Set problem
Copy the lines below word for word.

Entries
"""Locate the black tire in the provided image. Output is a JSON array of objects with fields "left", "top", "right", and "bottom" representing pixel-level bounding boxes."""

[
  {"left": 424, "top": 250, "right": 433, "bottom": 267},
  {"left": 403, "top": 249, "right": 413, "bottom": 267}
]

The answer
"""Locate the black tire in the provided image. Output is a JSON array of objects with fields "left", "top", "right", and "bottom" representing pixel-level bounding boxes."""

[
  {"left": 424, "top": 250, "right": 433, "bottom": 267},
  {"left": 403, "top": 249, "right": 413, "bottom": 267}
]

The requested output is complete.